YOUR OBJECTIVE ->
The answer must be an exact copy of the lines from the one with "Where can you see the foliage" through the final line of the records below, with no pictures.

== Segment start ==

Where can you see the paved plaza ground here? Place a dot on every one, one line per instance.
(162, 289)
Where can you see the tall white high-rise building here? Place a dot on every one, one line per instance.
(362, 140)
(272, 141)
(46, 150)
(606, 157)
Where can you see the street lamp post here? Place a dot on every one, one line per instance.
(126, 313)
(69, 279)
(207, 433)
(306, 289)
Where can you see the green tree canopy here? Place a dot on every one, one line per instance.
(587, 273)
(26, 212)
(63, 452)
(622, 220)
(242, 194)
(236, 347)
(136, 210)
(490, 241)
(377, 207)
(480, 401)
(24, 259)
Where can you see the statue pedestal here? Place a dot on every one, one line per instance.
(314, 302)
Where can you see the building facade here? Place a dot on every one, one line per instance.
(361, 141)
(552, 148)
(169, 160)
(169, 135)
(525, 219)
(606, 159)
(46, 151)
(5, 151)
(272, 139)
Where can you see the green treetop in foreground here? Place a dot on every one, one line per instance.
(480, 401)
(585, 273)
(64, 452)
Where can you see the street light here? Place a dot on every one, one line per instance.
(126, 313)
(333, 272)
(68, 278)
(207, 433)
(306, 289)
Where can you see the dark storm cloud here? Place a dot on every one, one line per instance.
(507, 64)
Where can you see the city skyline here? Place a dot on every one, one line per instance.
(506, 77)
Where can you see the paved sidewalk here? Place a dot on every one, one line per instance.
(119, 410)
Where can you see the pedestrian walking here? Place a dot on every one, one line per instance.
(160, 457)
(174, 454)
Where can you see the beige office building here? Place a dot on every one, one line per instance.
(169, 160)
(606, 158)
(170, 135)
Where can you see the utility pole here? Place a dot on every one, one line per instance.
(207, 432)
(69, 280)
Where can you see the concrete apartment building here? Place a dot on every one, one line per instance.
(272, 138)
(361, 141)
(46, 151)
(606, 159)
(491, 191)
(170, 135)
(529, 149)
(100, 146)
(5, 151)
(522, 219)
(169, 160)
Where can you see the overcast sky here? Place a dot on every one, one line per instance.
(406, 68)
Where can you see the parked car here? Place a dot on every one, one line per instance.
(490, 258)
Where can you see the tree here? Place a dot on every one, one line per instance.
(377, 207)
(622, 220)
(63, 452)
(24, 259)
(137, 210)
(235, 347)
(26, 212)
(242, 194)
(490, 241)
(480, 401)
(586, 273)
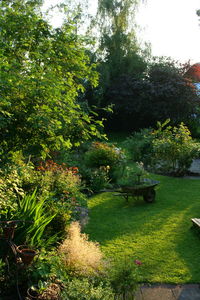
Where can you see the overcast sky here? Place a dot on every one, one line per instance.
(171, 26)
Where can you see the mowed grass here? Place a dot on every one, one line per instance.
(158, 234)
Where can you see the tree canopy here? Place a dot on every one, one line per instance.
(42, 71)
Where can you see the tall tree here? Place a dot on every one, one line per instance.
(42, 71)
(118, 53)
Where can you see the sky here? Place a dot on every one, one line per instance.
(170, 26)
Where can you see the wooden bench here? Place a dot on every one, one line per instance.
(196, 222)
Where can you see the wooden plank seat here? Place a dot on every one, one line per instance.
(196, 222)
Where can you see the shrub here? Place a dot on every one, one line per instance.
(80, 256)
(139, 146)
(131, 175)
(86, 289)
(99, 178)
(173, 148)
(101, 154)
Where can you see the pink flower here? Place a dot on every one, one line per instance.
(137, 262)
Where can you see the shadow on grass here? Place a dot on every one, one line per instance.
(158, 233)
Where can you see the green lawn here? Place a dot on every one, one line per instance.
(158, 234)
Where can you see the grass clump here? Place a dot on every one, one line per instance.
(80, 255)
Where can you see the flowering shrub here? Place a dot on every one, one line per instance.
(173, 148)
(101, 154)
(132, 175)
(99, 178)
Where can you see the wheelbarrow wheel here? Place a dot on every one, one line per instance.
(150, 196)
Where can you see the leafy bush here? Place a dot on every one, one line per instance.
(132, 175)
(80, 256)
(87, 289)
(139, 146)
(101, 154)
(173, 148)
(99, 178)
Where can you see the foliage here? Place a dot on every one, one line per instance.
(162, 92)
(59, 185)
(101, 154)
(139, 146)
(87, 289)
(10, 190)
(118, 53)
(173, 148)
(34, 214)
(99, 179)
(42, 71)
(132, 175)
(80, 256)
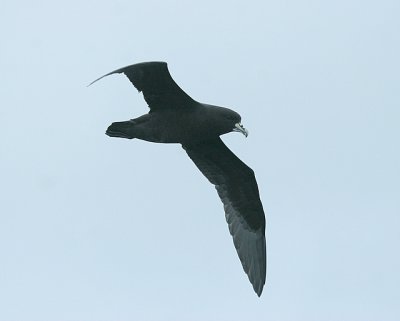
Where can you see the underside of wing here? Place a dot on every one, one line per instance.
(159, 89)
(237, 187)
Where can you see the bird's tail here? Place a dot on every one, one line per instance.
(123, 129)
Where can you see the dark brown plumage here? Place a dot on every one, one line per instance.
(175, 117)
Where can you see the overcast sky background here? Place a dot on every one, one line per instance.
(95, 228)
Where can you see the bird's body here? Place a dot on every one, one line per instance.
(164, 126)
(175, 117)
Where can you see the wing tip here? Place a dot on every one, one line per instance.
(123, 69)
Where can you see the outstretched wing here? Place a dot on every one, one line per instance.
(238, 190)
(159, 89)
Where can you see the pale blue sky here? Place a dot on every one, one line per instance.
(94, 228)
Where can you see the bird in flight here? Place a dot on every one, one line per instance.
(175, 117)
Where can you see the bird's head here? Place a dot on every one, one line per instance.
(230, 121)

== Segment end ==

FINISHED EXERCISE ->
Where can you see the foliage here? Place a dot on every one, one line per instance.
(162, 92)
(59, 185)
(101, 154)
(139, 146)
(87, 289)
(10, 190)
(118, 53)
(173, 148)
(34, 214)
(99, 179)
(42, 71)
(132, 175)
(80, 256)
Where can you see the underside of wing here? Place a dot on every one, one line per instance.
(159, 89)
(237, 187)
Where can you see the bird's tail here? Place a dot on every one, one line per instance.
(123, 129)
Where can you see the dark brown plumage here? Place a dot on every one, one line per instance.
(175, 117)
Where can you see the overcast sky background here? Place a dot on every one, one line per instance.
(95, 228)
Where can you see the bird's body here? Place a dot on every one, one line per instance.
(164, 126)
(175, 117)
Where can you see the wing tip here? Place a dot on every one, one line per instance.
(123, 69)
Where can you see the outstretched wing here? Place a dot on every one, one line per instance.
(238, 190)
(159, 89)
Where can you see the pale blue sky here? Place a dot on every one, one line per instance.
(94, 228)
Where can you see the bird in flight here? Place a dot on every one, one line per instance.
(175, 117)
Where can you see the bird's head here? Place a dot on every one, one line per instance.
(230, 121)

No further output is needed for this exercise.